* [WRITTEN TASK]: Your task is to output the data exactly as it stands.

* [INFORMATION SHOWN]:
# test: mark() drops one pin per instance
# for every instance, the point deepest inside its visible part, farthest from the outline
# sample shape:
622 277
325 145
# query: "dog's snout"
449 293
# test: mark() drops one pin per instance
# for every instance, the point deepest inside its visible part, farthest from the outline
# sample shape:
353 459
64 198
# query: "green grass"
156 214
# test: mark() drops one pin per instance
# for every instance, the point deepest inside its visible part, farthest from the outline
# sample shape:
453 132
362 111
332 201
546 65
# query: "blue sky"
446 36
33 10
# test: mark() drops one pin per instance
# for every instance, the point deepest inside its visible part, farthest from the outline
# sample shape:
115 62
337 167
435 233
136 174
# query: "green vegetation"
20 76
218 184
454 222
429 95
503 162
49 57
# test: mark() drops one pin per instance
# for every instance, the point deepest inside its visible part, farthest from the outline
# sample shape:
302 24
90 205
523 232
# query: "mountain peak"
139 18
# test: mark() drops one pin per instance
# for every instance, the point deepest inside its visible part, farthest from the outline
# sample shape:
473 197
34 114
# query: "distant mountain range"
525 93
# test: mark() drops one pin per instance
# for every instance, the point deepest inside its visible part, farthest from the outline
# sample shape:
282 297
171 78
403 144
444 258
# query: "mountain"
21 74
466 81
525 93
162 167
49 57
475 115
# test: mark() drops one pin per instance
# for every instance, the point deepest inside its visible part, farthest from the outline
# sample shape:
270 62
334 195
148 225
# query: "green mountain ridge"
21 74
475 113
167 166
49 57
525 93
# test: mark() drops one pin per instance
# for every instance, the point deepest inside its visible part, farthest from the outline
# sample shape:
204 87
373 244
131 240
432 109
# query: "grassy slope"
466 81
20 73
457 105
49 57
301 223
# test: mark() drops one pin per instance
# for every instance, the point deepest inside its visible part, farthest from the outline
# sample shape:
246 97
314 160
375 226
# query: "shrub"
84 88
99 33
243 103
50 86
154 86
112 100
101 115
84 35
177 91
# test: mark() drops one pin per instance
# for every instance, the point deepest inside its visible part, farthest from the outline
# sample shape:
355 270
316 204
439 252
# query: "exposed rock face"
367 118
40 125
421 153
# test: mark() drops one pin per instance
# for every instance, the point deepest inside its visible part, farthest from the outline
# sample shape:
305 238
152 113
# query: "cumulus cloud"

* [THE RESULT]:
# test: mark() drops one pin per instance
# for every instance, the point deepest inside its visible part, farthest from the outline
# sample shape:
622 277
325 145
# query: "dog's snout"
449 293
# test: mark() drops one pin per instance
# for every instance, the point deepest inside its visible part, farthest from the outline
# sample shape:
353 459
64 198
# query: "green grass"
156 214
# test: mark() drops one pin per instance
# for every instance, the point deepest inside its visible part, farthest from the outline
# sample shape:
453 132
362 111
332 201
546 65
# query: "blue sky"
446 36
33 10
# test: mark() drops one pin per instance
# for every instance, the point deepest inside its visible part, farthest from the outline
# sample shape:
115 62
337 167
435 233
136 174
# query: "green vegetation"
20 76
218 184
454 222
429 95
503 162
49 57
# test: mark() drops one pin per instance
# for every instance, the point deepest inside its visible part, farthest from the outline
# sample shape:
302 24
90 205
523 232
# query: "mountain peak"
139 18
# test: mark() drops one pin per instance
# for every instance, the point deepest inside its visible part, farthest from the outline
# sample shape:
473 197
34 114
# query: "distant mountain range"
525 93
# test: mark() drops one pin per instance
# for every instance, the point deepest inside its visible part, farthest from the outline
# sample shape:
282 297
171 78
403 144
444 258
# query: "mountain"
21 74
466 81
525 93
162 167
49 57
475 115
# test: mark() drops one pin per instance
# for every instance, the point deepest inside its visible part, farthest from the outline
# sample shape:
270 62
334 195
148 225
# query: "green mountain ridge"
21 74
475 113
167 166
49 57
525 93
# test: mark() drops one pin per instance
# for every instance, the point deepest inside its visible part, farthest from the outline
# sample shape:
204 87
373 244
131 240
432 109
# query: "grassy slope"
466 81
20 73
457 105
49 57
301 223
# test: mark() drops one pin per instance
# for every instance, the point deepest inside its visible part, farthest from the outline
# sample shape:
246 97
314 160
375 226
# query: "shrub"
84 88
99 33
243 103
50 86
154 86
112 100
101 115
84 35
177 91
# test: mark() drops one pin per instance
# for every instance, the point deepest inside its visible part, farthest from the outline
# sample shape:
355 270
316 204
439 252
# query: "exposed rock face"
367 118
40 125
421 153
# test: mark() drops one pin per instance
# for every instance, the point deepest inside its visible part, farthest from the outline
# sample shape:
305 238
152 113
# query: "cumulus cloud"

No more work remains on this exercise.